## PASSAGE TO READ
• • • • •
So overall, this is a high priority paper for publication as a resource, but the biological insights that come from the work are surprisingly few, making the manuscript disappointing to read as a regular article. I am not going to follow the prescriptive requirements in the eLife instructions, but I would hope that the authors include more analysis and comparisons to the paper to bring out the strengths of the datasets.
We have now decided to publish the paper as a “Resource”. We are disappointed however that the reviewer considers that revealing the degree of complexity of the transcriptional and chromatin responses following a few hours’ exposure to a graft of the organizer, in fine time course in the responding cells, is not a biological insight in itself. Previous publications from our group hinted at such complexity based on just a few genes that had been isolated in screens and their expression patterns, but this study brings this to a new level of understanding and temporal and spatial resolution. It also more clearly brings forward questions about what is the biological and molecular basis of concepts like “specification”, “commitment”, “competence” and others. Much of the recent literature using single cell RNAseq tend to pick on one or a few chosen genes to consider as “cell fate specifiers” or as markers of these transitions, but looking at our GRN opens the question as to what this means. A study that focuses on a single gene using traditional gain- and loss-of-function approaches can easily be made to tell a story about something critical about that gene in a process, but such studies overlook the underlying complexity of the biology. Other studies of gene regulation (including for example those of the Kondoh group, but also many others in other model systems) also emphasize that it is probably inappropriate to expect all of development to be explainable through a list of “necessary” and “sufficient” components. Our GRN more closely resembles the Waddington "epigenetic" landscapes, where cells make decisions by a combination of previous steps/history, each enhancing the probability of adopting an identity. It also appears that the same state may be reachable by different routes – this is consistent for example with findings in C. elegans, where the same cell type can be generated by cells from entirely different lineages, presumably under the influence of many different signals and pathways.
• • • • •
## DIRECTIONS FOR THIS TASK
Rewrite the review exchange from "So overall, this" to "of the datasets.", updating "disappointing" to "unsatisfying".

## DATA
• • • • •
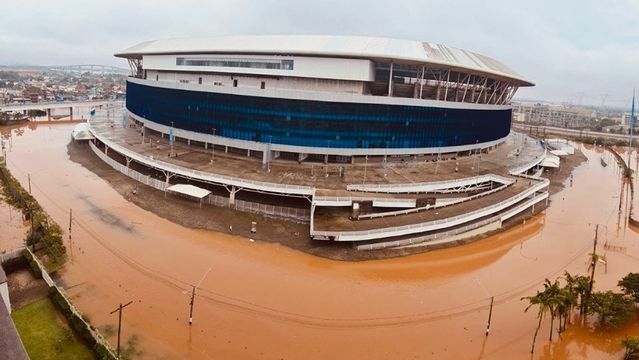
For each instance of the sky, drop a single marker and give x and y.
(574, 51)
• • • • •
## ANSWER
So overall, this is a high priority paper for publication as a resource, but the biological insights that come from the work are surprisingly few, making the manuscript unsatisfying to read as a regular article. I am not going to follow the prescriptive requirements in the eLife instructions, but I would hope that the authors include more analysis and comparisons to the paper to bring out the strengths of the datasets.